Trecho para leitura ->
----------

A distração pode ser causada por diversos tipos de fatores. “Fome, problemas de difícil resolução e até mesmo um sapato apertado podem tirar sua atenção”, enumera a psiquiatra Evelyn. Ter muitas coisas em mente também acaba tirando o nosso foco do aqui e agora, e isso é normal!
Já no caso de uma pessoa diagnosticada com déficit de atenção, nem sempre a distração terá uma razão. Aliás, o que a motiva é uma questão neurológica: há uma desregulação na operação das regiões pré-frontal, fronto-estriatal, límbica e cerebelar, que são as áreas cerebrais responsáveis pela atenção e pelos impulsos, como nos ensina a especialista. Por isso, elas só respondem a tarefas com alto grau de motivação que ativam as áreas de prazer do cérebro.

----------

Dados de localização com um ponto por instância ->
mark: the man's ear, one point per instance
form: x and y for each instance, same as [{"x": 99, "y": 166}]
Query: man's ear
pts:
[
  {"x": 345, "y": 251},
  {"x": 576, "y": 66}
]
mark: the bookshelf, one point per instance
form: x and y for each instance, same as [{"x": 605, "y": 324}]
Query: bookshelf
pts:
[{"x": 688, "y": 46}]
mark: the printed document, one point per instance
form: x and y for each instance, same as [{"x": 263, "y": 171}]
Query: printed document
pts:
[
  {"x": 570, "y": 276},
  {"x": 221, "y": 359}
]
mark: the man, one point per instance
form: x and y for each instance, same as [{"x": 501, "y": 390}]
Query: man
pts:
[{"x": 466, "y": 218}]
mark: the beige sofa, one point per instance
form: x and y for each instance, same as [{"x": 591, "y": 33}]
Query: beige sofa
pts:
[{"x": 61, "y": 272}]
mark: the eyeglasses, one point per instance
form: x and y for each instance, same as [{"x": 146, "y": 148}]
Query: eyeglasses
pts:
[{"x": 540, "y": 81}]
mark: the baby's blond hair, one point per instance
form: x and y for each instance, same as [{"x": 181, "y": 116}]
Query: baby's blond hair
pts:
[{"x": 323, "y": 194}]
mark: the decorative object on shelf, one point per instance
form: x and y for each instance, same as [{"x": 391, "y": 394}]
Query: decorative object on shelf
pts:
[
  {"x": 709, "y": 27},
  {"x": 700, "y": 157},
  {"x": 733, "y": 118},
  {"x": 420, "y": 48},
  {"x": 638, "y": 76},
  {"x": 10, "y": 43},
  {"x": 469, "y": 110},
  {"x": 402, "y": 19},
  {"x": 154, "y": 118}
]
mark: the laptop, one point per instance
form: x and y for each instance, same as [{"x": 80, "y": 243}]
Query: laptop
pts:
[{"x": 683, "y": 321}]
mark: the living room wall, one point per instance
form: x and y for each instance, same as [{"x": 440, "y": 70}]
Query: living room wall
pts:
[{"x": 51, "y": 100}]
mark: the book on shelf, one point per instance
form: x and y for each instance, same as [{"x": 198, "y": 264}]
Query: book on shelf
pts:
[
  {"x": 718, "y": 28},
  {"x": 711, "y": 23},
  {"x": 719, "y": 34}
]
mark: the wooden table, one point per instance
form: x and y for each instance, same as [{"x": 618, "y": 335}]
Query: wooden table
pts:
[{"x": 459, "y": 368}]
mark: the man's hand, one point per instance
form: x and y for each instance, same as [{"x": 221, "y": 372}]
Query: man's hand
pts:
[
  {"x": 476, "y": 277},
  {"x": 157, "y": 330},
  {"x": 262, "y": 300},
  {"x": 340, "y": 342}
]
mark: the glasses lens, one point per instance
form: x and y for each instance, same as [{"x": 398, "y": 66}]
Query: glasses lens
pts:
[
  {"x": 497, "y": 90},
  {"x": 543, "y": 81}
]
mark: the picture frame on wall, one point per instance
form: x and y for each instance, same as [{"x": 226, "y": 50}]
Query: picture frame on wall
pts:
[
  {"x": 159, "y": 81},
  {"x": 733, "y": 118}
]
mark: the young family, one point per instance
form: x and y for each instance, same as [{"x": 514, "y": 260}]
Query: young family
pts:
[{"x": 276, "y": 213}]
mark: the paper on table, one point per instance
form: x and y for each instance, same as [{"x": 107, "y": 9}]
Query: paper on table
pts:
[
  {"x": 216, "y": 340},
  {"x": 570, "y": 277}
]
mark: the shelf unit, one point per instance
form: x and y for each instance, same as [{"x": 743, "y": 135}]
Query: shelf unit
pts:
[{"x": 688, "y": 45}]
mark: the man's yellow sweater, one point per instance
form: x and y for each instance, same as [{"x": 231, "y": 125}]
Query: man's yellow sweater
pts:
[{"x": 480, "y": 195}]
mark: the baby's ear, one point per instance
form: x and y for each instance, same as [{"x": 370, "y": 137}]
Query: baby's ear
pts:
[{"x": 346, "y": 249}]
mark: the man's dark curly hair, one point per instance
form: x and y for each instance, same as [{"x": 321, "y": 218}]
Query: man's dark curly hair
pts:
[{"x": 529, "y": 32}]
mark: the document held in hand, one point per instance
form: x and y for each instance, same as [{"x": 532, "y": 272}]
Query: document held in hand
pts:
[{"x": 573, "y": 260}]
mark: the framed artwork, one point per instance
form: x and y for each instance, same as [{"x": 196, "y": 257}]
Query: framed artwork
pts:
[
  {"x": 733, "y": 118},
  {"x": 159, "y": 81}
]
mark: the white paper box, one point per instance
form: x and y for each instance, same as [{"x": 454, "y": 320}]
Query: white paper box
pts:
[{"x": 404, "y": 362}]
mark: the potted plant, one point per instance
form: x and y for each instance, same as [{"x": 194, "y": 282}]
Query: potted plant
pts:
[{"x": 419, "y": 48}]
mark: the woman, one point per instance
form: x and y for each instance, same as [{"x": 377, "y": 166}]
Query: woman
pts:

----------

Enunciado 1 ->
Responda às perguntas com base no trecho sobre distração:
(a) Que fatores a psiquiatra Evelyn enumera como capazes de tirar a atenção?
(b) Ter muitas coisas em mente tira o nosso foco de quê?
(c) Quais regiões cerebrais apresentam desregulação em uma pessoa diagnosticada com déficit de atenção?
Enunciado 2 ->
Transcreva do trecho sobre distração a parte que se inicia com as palavras "Já no caso de" e vai até "prazer do cérebro.".

Resolução 1 ->
(a) Fome, problemas de difícil resolução e até mesmo um sapato apertado.
(b) Do aqui e agora.
(c) As regiões pré-frontal, fronto-estriatal, límbica e cerebelar.

Resolução 2 ->
Já no caso de uma pessoa diagnosticada com déficit de atenção, nem sempre a distração terá uma razão. Aliás, o que a motiva é uma questão neurológica: há uma desregulação na operação das regiões pré-frontal, fronto-estriatal, límbica e cerebelar, que são as áreas cerebrais responsáveis pela atenção e pelos impulsos, como nos ensina a especialista. Por isso, elas só respondem a tarefas com alto grau de motivação que ativam as áreas de prazer do cérebro.